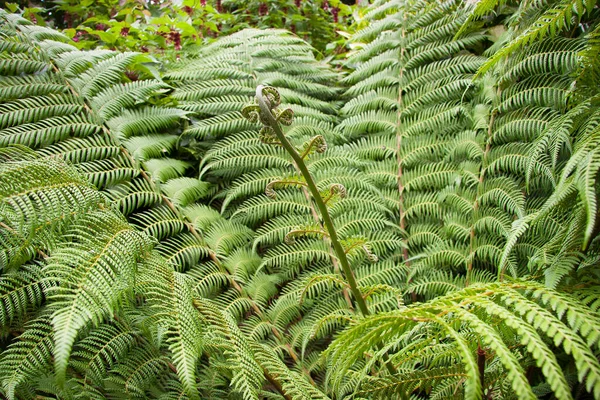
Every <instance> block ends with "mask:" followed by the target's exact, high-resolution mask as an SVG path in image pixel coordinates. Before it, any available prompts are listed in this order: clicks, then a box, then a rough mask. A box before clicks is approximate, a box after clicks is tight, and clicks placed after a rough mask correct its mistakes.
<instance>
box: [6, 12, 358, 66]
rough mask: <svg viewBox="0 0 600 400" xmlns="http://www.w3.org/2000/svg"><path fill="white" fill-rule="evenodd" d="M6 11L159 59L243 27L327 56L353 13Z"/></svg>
mask: <svg viewBox="0 0 600 400" xmlns="http://www.w3.org/2000/svg"><path fill="white" fill-rule="evenodd" d="M346 2H348V0H346ZM350 3H351V4H354V1H351V2H350ZM34 5H37V6H34ZM7 7H8V8H9V9H10V11H12V12H15V11H16V10H18V9H19V7H21V8H23V13H22V15H23V17H24V18H26V19H28V20H30V21H31V22H33V23H34V24H36V25H43V26H47V25H49V26H52V27H55V28H59V29H62V30H63V32H64V33H65V34H66V35H67V36H69V37H70V38H72V39H73V41H74V42H75V46H76V47H78V48H80V49H92V48H99V47H105V48H108V49H111V50H115V49H118V50H121V51H139V52H149V53H160V54H161V55H162V57H163V59H166V58H180V57H185V56H186V55H187V54H188V51H189V50H190V49H191V48H194V47H196V46H198V45H202V44H206V43H208V42H210V41H212V40H214V38H216V37H218V36H223V35H229V34H231V33H234V32H237V31H240V30H242V29H244V28H271V27H280V28H285V29H289V30H290V31H292V32H294V33H296V34H297V35H298V36H300V37H302V38H303V39H304V40H307V41H308V42H309V43H311V44H312V45H313V46H314V47H315V48H316V49H318V50H319V51H321V52H325V50H326V49H327V50H331V49H335V48H336V46H338V42H339V39H340V38H339V37H338V34H337V33H336V30H337V29H344V30H345V29H347V26H348V24H349V22H350V14H351V13H352V8H351V7H350V6H349V5H347V4H345V3H344V2H343V1H342V0H318V1H305V0H250V1H240V0H224V1H222V0H100V1H96V0H93V1H92V0H84V1H80V0H33V1H31V0H28V1H23V0H15V1H14V2H9V3H7ZM182 50H183V51H182Z"/></svg>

▶ **Work instruction**
Find the string "instance" in the material above, and report every line where it occurs.

▶ **Exercise answer**
Every <instance> block ends with "mask:" followed by the target's exact, high-resolution mask as an SVG path in image pixel coordinates. Before it, any available prompts are listed in this order: clicks, then a box, then a rough mask. A box before clicks is approximate, a box after clicks is tight, and clicks placed after a rough mask correct its mistakes.
<instance>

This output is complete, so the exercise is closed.